# Compiti da svolgere
1) Secondo l'estratto, da che cosa chi scrive deduce che nell'aria possa esserci qualcosa sulla situazione detentiva di Battisti, e perché? Rispondi in una o due frasi.
2) Ricopia dall'estratto il passo che comincia con "In questi due" e prosegue fino a "ma doverosa applicazione.".

# Estratto della pagina
####

Adesso Cesare Battisti ha diritto ad una galera “normale”: resipiscenza o coda di paglia?

In questi due ultimi giorni sono apparsi alcuni articoli (li trovate sulla pagina “La vendetta dello Stato: il caso Cesare Battisti” ) che riportano in maniera sostanzialmente corretta quella che è la richiesta, reiteratamente respinta dal Dap, di poter scontare la pena  così come previsto dalla sentenza della Corte d’appello di Milano del 2019.
La cosa è significativa e lascia sperare che il dettato costituzionale, per cui nessuno può essere sottratto al suo giudice naturale, trovi tardiva ma doverosa applicazione.
Il risveglio di certi organi di stampa mi fa pensare che nell’aria possa esserci qualcosa a proposito della situazione detentiva di Battisti, ben conoscendo la prassi di fiutare il vento ed adeguarsi dei nostri giornalisti,  non tutti probabilmente, ma grandissima parte sicuramente.

####

# Dati archiviati
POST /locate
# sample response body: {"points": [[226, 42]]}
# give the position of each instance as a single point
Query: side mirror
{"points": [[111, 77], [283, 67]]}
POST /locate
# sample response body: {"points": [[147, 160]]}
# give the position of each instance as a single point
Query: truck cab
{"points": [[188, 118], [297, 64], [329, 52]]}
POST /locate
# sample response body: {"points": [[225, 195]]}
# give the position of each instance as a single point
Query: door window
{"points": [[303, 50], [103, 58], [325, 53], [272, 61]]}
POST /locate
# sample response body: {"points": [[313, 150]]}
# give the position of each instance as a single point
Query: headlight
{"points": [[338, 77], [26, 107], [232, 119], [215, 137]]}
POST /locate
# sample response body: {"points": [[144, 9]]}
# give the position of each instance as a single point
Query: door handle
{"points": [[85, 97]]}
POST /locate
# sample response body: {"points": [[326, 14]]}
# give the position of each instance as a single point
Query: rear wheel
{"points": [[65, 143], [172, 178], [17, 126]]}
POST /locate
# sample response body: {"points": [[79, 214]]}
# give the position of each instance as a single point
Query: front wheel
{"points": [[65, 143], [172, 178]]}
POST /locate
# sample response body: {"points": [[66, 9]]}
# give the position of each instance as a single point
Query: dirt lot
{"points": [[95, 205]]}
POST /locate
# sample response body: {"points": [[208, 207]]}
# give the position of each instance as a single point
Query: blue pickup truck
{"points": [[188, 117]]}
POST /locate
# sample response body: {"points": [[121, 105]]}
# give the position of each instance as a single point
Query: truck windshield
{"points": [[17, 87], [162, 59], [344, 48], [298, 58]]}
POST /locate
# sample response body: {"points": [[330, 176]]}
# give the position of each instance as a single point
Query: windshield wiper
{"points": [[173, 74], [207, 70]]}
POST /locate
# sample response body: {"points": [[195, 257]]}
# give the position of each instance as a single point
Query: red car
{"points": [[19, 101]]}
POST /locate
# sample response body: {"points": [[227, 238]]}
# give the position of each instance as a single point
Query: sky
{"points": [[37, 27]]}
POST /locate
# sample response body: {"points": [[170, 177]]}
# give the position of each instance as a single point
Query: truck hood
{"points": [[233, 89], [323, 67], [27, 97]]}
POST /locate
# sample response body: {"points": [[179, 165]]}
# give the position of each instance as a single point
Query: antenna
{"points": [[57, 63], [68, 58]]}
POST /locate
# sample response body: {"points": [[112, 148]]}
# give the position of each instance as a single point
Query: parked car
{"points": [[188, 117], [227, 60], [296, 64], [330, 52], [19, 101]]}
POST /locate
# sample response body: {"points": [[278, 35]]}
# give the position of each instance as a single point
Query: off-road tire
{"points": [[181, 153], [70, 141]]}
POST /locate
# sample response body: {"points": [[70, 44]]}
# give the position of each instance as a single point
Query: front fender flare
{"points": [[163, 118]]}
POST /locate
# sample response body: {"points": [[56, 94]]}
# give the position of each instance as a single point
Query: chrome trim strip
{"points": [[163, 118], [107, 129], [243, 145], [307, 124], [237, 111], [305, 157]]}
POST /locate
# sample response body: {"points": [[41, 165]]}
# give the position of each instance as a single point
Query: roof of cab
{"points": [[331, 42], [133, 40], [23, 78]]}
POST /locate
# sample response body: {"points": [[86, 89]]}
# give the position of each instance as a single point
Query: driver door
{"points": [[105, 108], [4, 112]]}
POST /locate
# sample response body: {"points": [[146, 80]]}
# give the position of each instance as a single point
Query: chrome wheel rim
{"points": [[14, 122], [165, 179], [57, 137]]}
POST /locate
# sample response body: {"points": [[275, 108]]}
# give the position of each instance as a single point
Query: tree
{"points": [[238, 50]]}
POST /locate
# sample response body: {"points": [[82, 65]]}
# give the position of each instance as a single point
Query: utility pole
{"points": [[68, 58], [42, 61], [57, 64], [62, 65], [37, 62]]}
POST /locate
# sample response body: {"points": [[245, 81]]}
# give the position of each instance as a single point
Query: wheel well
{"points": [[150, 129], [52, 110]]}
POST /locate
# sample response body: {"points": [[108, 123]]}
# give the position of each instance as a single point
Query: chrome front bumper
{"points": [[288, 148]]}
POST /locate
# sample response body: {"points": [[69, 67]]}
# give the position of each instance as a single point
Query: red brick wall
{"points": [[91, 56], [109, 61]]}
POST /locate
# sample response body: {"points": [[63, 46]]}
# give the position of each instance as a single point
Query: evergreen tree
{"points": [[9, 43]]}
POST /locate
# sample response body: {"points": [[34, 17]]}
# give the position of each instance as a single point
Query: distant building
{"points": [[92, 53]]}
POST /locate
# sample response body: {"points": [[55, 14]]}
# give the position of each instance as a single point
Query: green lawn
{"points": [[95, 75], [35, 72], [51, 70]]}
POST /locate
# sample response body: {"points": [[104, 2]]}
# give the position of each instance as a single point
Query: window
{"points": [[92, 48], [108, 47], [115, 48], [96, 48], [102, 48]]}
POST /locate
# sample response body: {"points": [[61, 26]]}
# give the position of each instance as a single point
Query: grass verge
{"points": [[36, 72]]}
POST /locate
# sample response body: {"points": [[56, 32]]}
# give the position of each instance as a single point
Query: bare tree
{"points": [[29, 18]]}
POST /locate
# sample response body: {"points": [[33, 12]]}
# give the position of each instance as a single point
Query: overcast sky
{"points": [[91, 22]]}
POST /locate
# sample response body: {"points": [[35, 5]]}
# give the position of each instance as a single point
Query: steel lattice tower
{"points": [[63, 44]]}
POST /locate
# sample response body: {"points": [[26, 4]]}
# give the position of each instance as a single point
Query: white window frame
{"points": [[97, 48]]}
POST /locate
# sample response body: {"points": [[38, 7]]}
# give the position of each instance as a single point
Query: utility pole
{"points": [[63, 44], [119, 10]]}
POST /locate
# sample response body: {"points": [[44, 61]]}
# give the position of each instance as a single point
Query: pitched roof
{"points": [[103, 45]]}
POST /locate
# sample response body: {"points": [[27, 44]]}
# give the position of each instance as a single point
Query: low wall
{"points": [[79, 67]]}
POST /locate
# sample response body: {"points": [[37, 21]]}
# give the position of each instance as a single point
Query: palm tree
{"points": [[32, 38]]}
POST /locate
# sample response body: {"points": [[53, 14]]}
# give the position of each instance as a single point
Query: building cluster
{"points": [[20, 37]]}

####

# Risposte per compito
1) Lo deduce dal risveglio di certi organi di stampa. Chi scrive conosce infatti l'abitudine dei giornalisti di fiutare il vento e adeguarsi, forse non di tutti, ma sicuramente di grandissima parte.

2)
In questi due ultimi giorni sono apparsi alcuni articoli (li trovate sulla pagina “La vendetta dello Stato: il caso Cesare Battisti” ) che riportano in maniera sostanzialmente corretta quella che è la richiesta, reiteratamente respinta dal Dap, di poter scontare la pena  così come previsto dalla sentenza della Corte d’appello di Milano del 2019.
La cosa è significativa e lascia sperare che il dettato costituzionale, per cui nessuno può essere sottratto al suo giudice naturale, trovi tardiva ma doverosa applicazione.